- [RAW DATA]:

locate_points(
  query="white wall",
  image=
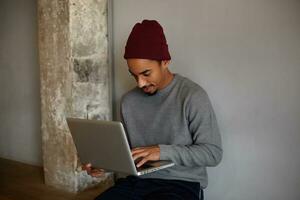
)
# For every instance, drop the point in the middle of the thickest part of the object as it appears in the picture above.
(246, 54)
(20, 137)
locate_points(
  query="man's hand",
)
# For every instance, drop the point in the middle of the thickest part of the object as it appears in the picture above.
(145, 154)
(92, 171)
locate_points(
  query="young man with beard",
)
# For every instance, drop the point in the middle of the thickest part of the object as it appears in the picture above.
(166, 117)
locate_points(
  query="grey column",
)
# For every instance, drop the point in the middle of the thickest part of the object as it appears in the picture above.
(75, 82)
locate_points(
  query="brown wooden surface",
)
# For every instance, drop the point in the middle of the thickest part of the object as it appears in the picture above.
(21, 181)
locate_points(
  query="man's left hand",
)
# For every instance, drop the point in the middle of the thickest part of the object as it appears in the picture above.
(151, 153)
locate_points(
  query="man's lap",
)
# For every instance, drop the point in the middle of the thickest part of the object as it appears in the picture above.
(135, 188)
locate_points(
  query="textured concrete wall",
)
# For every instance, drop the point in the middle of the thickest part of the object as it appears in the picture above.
(74, 83)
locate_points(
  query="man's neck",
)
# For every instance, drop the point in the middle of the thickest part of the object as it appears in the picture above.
(168, 80)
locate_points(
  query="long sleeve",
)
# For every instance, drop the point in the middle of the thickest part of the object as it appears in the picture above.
(206, 149)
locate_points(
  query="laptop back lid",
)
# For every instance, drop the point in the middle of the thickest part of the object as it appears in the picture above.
(102, 143)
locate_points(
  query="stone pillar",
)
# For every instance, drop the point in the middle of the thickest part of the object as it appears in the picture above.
(75, 82)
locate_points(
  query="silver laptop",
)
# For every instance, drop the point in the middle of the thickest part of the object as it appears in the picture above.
(104, 144)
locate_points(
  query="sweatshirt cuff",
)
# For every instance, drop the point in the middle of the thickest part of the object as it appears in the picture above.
(165, 152)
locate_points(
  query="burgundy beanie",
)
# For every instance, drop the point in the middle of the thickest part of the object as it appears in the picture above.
(147, 41)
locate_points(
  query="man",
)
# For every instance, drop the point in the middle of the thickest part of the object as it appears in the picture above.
(167, 117)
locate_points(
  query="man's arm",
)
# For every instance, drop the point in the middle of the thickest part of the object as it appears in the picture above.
(206, 149)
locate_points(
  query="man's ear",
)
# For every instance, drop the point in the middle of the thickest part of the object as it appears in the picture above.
(165, 63)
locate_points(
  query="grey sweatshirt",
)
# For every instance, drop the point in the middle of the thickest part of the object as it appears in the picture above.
(181, 120)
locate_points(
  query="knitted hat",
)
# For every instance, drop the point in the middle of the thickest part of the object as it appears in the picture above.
(147, 41)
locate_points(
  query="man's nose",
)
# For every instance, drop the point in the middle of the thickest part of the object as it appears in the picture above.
(141, 82)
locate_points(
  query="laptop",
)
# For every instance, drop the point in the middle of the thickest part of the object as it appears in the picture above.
(104, 145)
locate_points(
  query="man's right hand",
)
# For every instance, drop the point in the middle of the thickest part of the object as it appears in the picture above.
(92, 171)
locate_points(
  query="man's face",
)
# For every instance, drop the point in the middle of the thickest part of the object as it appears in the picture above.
(150, 75)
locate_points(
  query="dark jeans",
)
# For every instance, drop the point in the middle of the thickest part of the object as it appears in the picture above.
(135, 188)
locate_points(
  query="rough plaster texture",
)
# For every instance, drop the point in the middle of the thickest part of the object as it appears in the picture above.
(74, 83)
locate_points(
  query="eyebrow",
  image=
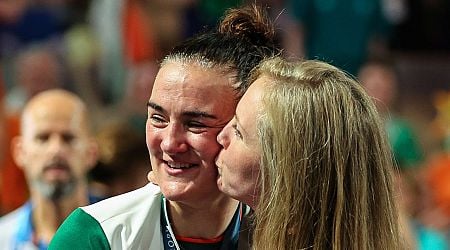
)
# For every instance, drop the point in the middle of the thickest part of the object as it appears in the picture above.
(192, 114)
(240, 126)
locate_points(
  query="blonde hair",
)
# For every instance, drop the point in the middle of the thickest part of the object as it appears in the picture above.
(326, 164)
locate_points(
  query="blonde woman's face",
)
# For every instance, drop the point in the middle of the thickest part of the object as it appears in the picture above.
(238, 161)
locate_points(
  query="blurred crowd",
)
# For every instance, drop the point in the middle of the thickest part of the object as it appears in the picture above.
(107, 52)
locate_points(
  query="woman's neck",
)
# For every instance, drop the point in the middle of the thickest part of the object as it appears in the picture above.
(206, 221)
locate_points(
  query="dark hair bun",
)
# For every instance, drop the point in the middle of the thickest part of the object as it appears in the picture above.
(250, 22)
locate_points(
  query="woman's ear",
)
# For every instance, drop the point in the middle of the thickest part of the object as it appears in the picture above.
(18, 151)
(92, 153)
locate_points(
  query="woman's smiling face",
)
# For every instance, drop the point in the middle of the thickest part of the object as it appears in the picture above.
(188, 107)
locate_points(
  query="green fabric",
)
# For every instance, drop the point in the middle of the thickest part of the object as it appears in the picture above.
(405, 144)
(79, 231)
(339, 31)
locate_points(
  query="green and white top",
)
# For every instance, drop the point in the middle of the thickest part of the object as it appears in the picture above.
(134, 220)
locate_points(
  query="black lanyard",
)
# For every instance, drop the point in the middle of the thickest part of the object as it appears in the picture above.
(231, 235)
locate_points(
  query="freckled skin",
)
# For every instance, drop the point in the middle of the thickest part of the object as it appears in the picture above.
(175, 137)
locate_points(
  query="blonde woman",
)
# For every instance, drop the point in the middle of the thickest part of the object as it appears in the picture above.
(306, 150)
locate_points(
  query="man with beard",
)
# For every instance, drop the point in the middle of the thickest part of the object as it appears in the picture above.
(55, 150)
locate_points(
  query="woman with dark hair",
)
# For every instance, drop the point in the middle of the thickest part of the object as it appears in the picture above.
(194, 95)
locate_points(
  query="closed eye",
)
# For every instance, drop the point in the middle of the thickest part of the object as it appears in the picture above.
(236, 131)
(157, 120)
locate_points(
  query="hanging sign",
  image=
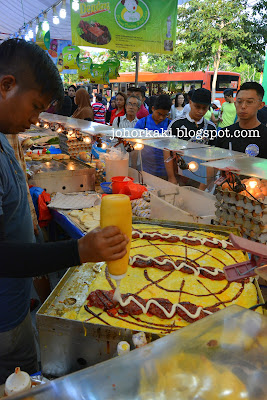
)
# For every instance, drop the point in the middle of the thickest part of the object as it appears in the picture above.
(43, 37)
(130, 25)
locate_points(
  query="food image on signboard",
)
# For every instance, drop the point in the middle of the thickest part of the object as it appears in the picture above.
(94, 32)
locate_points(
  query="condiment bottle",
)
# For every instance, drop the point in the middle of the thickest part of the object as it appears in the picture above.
(123, 348)
(139, 339)
(17, 382)
(116, 210)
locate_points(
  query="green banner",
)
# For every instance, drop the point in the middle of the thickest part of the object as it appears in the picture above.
(131, 25)
(264, 79)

- [WORK TO BE COMPLETED]: If a line in the entries above has the word "dark", copy it.

- [EXERCISE RESPONSE]:
  query="dark jeans",
  query="dark hair bun",
  query="woman with dark hair",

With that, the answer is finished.